Limitations and workarounds to expressions defining size of an array

F

Francois Grieu

I'm trying to figure out the exact limitations that (possibly:
various versions of ISO/IEC 9899) C puts to expressions defining
the size of a plain array at compile time, and how to workaround
that.

An application would be, given EXPECTED, to define at compile
time an array with EXPECTED + 12*sqrt(EXPECTED) elements, or
some even more complex formula, as required by
http://stats.stackexchange.com/q/35658/8469


A tentative (not tested)

#define EXPECTED 15000

/* define an array of EXPECTED + 12*sqrt(EXPECTED)
pointers to struct foo (or slightly more) */
struct foo * bar[
#if (EXPECTED)<900
#error "unsupported EXPECTED value"

▶ [What is being asked]:
Please decide whether each statement agrees with the post on array size expressions in C, and answer yes or no, quoting the post's deciding words:
1. The example sets EXPECTED to 15000.
2. The author has tested the tentative code.
3. The example array is meant to hold pointers to struct foo.

Extracted records
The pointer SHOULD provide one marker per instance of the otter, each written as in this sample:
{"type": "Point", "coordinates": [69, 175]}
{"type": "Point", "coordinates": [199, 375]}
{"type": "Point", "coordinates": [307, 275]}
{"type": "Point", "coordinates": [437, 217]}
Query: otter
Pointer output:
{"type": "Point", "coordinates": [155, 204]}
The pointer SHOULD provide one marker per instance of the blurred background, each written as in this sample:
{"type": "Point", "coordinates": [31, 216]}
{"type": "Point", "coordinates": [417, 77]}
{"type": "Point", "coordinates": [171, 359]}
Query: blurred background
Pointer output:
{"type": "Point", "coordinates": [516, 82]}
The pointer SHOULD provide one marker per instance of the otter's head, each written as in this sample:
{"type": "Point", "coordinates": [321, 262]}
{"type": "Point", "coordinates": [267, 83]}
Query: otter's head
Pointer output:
---
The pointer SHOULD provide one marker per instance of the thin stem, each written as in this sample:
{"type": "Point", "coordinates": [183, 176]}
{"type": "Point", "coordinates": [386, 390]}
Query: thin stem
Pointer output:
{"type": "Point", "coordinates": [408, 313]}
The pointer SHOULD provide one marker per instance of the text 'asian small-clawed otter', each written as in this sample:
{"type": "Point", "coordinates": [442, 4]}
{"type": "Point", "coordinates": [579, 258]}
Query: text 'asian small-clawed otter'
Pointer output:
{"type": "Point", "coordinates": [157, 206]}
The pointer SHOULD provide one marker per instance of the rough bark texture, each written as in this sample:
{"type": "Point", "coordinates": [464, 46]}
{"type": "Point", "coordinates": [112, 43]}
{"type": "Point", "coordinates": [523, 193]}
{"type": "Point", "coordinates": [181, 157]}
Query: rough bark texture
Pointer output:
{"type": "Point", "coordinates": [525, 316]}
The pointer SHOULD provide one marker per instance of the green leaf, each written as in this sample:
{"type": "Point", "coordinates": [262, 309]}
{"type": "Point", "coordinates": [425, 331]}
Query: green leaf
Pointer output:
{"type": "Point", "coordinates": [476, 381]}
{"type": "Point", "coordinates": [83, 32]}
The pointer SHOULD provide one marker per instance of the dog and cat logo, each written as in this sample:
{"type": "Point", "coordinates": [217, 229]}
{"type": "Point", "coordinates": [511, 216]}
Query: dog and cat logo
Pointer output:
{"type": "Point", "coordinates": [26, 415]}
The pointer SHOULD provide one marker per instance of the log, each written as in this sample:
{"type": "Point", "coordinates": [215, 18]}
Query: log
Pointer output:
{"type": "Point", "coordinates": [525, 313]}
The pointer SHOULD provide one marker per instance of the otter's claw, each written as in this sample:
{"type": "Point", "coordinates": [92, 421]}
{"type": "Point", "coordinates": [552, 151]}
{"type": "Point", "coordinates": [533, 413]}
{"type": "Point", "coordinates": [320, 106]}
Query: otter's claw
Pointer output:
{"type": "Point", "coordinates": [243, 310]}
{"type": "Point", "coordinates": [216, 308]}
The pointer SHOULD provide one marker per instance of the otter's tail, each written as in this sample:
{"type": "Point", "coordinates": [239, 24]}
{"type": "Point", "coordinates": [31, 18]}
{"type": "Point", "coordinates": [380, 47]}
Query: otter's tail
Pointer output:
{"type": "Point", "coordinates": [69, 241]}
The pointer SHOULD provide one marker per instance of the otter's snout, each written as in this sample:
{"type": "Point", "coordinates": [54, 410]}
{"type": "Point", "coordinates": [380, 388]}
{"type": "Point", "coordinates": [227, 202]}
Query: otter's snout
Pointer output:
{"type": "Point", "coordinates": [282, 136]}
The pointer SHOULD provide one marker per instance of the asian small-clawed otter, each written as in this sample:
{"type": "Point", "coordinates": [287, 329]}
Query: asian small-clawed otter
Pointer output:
==
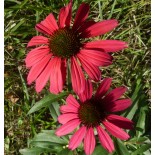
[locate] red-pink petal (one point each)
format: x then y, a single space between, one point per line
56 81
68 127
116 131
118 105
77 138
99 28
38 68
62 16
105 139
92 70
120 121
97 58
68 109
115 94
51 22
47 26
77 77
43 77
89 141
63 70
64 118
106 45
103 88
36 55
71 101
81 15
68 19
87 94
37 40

▶ [Worked answer]:
1. Yes: "#define EXPECTED 15000"
2. No: "A tentative (not tested)"
3. Yes: "pointers to struct foo (or slightly more)"